*EXERCISE GOAL*. Find the line that contains "The component shall return one point per instance of the carved". Output it and every line after it to the end of the records, exactly as they appear.

Stored dataset items
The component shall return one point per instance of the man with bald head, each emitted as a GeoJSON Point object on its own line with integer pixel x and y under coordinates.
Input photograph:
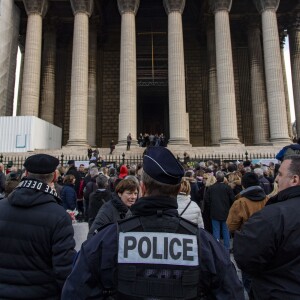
{"type": "Point", "coordinates": [268, 245]}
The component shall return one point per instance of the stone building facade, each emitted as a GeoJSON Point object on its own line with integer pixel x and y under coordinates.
{"type": "Point", "coordinates": [203, 73]}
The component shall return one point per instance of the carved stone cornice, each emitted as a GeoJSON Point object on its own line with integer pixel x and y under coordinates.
{"type": "Point", "coordinates": [174, 5]}
{"type": "Point", "coordinates": [131, 6]}
{"type": "Point", "coordinates": [39, 7]}
{"type": "Point", "coordinates": [216, 5]}
{"type": "Point", "coordinates": [83, 6]}
{"type": "Point", "coordinates": [263, 5]}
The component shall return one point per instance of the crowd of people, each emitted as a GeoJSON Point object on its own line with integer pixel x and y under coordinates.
{"type": "Point", "coordinates": [253, 205]}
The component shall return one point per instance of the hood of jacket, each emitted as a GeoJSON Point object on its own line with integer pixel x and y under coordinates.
{"type": "Point", "coordinates": [289, 193]}
{"type": "Point", "coordinates": [254, 193]}
{"type": "Point", "coordinates": [24, 197]}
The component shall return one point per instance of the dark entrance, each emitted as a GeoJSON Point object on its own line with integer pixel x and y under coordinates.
{"type": "Point", "coordinates": [153, 116]}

*SOLVED EXERCISE*.
The component shall return one point per instance of the carved stone cornice, each emitted as a GeoJSON Point object on its own line with integer pixel x and y under coordinates.
{"type": "Point", "coordinates": [174, 5]}
{"type": "Point", "coordinates": [131, 6]}
{"type": "Point", "coordinates": [39, 7]}
{"type": "Point", "coordinates": [216, 5]}
{"type": "Point", "coordinates": [83, 6]}
{"type": "Point", "coordinates": [263, 5]}
The component shall return one point per instance of the crowd of people, each emitted as a GeoJSON Point object on its own line with integer pixel x and y under coordinates.
{"type": "Point", "coordinates": [253, 205]}
The component shall return one point per instance of the hood of jacket, each emitted as a GeoJSON Point object on its own line with integer pixel x and y under coordinates.
{"type": "Point", "coordinates": [289, 193]}
{"type": "Point", "coordinates": [254, 193]}
{"type": "Point", "coordinates": [24, 197]}
The component shall return one point per instance of the dark entrance, each emitted as a GeoJSON Point object on its own line with integer pixel x and y under coordinates.
{"type": "Point", "coordinates": [153, 116]}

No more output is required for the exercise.